Write out, word for word, the passage of the forum post on the "Life Loan" mortgage proposal starting at "1. Easing burden" and ending at "(e.g. Parent's property)".

*READING PASSAGE*.
%%
# A simple solution to mortgage problems?



## mcaul (19 Feb 2010)

Any comments on this suggestion to alleviate probelms for those who purchased at the top of the market.

Concept based on following.

1. Easing burden of those who purchased at peak (2005 - 2008)
2. Ensuring those who do not require help do not feel hard done by
3. Ensuring bank pay a penalty for reckless lending

*Concept = Life Loan.*

Basics - Institution which holds mortgage offers up to 35% of current outstanding mortgage as a "Life Loan". (percentage would depend on circumstances & when the mortgage was started)  This Life loan would be set against the current mortgage thus reducing monthly payment by up to 35%.

The Life Loan would be secured as a floating charge against main residence but can be transferred to another residence or even a thrid party's property if receiver of loan wishes to move abroad (e.g. Parent's property) 

The life loan would attract an interest of 1% or less for the remaining term of the current mortgage, but would attract interest of ECB + 1% once the current mortgage term expires.

The life loan may be repaid at any stage, but can also not be repaid until the passing of the owner of the main residence. (both parties in case of joint borrower).

The principal value of the Life Loan would be guaranteed by Government.

The life loan will be ignored for the purposes of obtaining a new mortgage on a decreasing scale.

*The benefits -*
People will be able to move house without having to pay off the Life loan before obtaing a new mortgage.

More disposable income will allow people live a better quality fo life.

Buffer against upcoming interest rate increase.

Those who do not need help won't see it as them paying for other's mistakes.

Banks will bear the cost of interest on the Life Loan for the duration of the mortgage term with just a small margin afetr the term ends.

*Negatives*

It passes the problem onto the next generation.

Will not free up credit with banks.
%%
[Point labeling dataset excerpts]
%%
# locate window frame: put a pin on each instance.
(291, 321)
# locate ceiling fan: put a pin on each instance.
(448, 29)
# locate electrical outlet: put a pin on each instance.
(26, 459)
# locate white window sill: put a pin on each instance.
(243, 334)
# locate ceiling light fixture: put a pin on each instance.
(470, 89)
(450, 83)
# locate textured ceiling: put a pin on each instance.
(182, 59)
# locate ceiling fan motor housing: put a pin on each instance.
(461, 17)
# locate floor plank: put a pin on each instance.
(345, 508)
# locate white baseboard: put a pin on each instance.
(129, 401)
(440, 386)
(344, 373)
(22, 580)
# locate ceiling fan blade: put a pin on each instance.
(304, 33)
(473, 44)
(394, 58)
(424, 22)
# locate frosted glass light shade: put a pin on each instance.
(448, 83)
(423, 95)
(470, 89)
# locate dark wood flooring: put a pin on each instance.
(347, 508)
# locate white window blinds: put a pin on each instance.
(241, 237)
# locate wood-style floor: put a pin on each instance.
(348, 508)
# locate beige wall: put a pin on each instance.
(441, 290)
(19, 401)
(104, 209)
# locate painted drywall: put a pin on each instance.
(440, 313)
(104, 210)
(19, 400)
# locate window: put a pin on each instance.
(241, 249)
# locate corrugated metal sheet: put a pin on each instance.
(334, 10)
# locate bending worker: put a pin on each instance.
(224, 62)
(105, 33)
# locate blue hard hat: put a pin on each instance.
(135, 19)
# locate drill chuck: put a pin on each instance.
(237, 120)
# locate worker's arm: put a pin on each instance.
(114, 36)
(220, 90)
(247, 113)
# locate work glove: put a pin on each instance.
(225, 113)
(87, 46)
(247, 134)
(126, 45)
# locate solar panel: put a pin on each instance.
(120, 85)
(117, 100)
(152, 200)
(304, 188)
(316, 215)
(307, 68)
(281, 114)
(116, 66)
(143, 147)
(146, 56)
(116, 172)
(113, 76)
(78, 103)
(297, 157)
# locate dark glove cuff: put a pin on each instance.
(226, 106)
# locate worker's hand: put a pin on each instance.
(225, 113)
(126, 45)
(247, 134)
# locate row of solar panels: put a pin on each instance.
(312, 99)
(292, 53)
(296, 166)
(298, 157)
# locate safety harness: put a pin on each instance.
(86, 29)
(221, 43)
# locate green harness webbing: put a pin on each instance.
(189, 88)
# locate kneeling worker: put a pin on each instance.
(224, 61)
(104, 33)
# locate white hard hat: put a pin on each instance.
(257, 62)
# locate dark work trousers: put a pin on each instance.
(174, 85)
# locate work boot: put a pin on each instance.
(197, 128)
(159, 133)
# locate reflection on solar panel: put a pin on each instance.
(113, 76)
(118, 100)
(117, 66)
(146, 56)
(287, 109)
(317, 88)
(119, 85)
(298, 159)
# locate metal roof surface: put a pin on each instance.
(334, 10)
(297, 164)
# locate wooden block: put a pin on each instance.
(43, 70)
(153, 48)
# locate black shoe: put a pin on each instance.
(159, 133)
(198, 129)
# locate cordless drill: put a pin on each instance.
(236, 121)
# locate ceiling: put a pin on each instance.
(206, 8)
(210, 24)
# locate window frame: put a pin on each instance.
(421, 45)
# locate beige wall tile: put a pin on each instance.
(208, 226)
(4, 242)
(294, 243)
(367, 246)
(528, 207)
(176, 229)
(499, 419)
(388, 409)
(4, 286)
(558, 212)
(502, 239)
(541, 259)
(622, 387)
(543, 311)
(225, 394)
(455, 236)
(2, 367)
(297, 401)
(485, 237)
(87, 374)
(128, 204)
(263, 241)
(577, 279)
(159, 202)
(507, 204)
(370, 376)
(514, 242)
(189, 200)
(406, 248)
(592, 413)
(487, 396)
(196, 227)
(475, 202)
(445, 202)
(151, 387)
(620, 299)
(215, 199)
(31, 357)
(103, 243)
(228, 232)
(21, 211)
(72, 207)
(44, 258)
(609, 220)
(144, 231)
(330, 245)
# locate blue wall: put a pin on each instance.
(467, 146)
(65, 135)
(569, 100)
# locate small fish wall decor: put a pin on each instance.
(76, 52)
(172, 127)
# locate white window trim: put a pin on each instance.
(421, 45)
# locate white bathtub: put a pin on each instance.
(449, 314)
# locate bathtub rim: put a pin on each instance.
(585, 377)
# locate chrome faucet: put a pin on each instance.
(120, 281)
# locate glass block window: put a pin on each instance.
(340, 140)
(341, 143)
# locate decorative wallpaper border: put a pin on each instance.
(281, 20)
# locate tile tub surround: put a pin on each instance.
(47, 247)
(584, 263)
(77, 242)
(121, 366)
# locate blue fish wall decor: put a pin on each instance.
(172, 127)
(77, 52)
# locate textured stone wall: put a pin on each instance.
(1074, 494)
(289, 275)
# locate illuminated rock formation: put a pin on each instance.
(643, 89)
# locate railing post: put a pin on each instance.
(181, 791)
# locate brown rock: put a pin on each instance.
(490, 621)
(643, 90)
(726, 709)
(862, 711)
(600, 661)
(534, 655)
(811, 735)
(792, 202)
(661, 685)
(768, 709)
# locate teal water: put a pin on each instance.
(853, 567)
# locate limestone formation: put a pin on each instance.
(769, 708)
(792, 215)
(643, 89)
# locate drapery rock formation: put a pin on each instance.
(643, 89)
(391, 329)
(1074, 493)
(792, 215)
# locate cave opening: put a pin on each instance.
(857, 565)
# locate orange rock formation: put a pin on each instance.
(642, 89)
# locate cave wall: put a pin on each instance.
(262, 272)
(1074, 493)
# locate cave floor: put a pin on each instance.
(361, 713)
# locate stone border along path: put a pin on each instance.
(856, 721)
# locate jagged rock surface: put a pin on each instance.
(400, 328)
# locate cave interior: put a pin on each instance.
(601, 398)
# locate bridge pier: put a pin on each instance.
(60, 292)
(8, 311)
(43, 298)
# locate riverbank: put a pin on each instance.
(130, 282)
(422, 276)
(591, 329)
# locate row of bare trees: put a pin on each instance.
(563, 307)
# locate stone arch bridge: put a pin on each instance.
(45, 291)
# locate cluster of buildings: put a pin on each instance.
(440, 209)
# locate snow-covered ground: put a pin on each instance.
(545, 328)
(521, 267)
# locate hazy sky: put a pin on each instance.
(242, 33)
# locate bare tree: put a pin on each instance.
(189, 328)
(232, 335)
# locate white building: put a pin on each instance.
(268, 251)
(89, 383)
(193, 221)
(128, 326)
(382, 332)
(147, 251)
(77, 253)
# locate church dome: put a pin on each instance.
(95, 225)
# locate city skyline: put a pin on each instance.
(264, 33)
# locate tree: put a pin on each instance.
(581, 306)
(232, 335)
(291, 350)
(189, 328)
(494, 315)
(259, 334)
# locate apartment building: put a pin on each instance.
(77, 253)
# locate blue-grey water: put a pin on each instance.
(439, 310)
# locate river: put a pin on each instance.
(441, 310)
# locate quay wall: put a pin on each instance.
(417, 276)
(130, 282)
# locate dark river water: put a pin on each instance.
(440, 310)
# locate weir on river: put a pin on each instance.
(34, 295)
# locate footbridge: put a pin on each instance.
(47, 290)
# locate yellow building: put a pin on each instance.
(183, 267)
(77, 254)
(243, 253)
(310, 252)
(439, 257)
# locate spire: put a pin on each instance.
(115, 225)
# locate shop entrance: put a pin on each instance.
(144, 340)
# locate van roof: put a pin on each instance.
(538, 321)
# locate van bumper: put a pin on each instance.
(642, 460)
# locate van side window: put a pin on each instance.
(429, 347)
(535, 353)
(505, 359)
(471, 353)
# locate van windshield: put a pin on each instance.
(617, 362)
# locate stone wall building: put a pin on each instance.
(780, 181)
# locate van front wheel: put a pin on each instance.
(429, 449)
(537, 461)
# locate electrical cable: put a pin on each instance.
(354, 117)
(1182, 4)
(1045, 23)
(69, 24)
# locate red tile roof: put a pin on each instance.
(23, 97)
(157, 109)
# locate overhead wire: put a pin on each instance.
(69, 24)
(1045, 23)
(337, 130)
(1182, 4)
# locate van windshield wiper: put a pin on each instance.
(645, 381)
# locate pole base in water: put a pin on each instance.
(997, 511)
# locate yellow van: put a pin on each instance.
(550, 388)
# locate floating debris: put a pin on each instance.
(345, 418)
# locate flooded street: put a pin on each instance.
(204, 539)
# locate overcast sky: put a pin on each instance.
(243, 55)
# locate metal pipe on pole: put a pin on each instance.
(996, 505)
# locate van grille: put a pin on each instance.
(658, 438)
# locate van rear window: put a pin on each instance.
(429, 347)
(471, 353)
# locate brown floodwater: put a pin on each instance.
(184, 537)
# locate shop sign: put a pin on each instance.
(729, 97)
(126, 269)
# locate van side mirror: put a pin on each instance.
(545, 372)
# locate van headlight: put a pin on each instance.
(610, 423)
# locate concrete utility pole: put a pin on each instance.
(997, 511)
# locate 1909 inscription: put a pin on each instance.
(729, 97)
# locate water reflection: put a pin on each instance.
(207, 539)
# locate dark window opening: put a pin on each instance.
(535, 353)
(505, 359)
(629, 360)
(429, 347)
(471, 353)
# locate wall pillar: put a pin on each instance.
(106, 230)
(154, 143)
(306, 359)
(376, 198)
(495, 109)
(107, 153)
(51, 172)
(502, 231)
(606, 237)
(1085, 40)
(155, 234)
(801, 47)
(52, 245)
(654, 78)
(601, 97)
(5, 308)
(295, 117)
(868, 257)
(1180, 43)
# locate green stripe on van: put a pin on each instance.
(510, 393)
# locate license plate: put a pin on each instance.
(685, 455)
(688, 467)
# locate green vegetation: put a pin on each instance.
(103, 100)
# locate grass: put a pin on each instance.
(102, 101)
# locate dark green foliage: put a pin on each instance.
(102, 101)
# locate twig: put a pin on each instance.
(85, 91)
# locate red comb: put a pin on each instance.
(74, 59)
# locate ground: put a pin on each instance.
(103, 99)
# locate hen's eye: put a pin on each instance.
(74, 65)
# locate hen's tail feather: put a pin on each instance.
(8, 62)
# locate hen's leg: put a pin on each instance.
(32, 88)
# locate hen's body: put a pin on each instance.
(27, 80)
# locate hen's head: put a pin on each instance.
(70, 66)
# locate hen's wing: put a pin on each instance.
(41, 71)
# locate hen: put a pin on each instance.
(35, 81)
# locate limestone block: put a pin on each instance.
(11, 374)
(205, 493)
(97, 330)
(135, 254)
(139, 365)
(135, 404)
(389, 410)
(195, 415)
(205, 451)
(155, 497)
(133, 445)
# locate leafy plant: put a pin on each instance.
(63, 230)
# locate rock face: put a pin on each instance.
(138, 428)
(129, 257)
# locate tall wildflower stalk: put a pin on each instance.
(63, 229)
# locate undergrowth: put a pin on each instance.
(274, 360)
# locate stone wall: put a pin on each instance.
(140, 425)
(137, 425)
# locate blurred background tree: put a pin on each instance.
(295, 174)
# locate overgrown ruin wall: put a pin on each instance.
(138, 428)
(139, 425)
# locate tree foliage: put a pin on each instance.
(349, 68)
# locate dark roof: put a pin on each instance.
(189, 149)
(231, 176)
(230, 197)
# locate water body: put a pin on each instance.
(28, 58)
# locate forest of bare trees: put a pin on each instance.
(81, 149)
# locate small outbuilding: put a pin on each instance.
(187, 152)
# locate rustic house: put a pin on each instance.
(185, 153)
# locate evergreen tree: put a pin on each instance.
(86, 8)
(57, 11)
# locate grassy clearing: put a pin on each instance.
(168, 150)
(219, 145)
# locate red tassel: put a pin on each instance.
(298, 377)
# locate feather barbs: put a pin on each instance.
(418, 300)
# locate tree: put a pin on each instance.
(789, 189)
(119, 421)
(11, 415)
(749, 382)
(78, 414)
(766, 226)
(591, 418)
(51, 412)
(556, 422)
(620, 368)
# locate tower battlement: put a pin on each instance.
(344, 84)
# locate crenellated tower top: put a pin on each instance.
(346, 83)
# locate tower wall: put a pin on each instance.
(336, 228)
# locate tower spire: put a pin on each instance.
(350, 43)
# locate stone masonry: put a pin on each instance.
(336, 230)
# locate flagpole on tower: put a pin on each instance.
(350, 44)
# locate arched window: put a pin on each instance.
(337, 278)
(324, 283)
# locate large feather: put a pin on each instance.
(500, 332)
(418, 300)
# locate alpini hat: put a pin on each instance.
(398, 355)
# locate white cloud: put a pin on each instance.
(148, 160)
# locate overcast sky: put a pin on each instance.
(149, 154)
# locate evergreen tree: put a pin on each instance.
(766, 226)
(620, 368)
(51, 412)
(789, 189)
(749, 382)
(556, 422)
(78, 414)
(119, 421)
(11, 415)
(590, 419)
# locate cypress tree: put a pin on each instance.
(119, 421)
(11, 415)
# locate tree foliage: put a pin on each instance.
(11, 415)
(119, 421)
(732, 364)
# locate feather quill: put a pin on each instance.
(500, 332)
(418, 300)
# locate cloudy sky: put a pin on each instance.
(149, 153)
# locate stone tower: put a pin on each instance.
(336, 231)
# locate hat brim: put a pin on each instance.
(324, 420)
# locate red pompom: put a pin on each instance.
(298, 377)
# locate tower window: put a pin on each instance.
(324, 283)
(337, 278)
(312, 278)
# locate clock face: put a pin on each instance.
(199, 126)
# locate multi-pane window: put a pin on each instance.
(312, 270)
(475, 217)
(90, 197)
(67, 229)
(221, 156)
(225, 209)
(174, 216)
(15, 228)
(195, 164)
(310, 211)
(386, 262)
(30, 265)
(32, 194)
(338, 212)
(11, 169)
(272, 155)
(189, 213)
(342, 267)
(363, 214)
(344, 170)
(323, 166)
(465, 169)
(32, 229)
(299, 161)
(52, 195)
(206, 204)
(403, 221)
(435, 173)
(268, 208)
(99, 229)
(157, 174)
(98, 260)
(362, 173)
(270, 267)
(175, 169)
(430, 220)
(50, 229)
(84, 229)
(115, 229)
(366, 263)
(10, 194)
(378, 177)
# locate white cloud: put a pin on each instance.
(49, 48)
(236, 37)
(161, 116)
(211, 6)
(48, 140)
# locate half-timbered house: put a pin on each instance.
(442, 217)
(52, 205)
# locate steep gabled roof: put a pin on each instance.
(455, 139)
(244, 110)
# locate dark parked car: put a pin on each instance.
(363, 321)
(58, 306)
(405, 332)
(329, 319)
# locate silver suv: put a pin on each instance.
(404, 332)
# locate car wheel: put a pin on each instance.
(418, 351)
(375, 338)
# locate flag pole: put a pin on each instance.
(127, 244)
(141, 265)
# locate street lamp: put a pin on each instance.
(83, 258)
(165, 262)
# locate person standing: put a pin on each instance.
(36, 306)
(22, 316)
%%
*ANSWER IN FULL*.
1. Easing burden of those who purchased at peak (2005 - 2008)
2. Ensuring those who do not require help do not feel hard done by
3. Ensuring bank pay a penalty for reckless lending

*Concept = Life Loan.*

Basics - Institution which holds mortgage offers up to 35% of current outstanding mortgage as a "Life Loan". (percentage would depend on circumstances & when the mortgage was started)  This Life loan would be set against the current mortgage thus reducing monthly payment by up to 35%.

The Life Loan would be secured as a floating charge against main residence but can be transferred to another residence or even a thrid party's property if receiver of loan wishes to move abroad (e.g. Parent's property)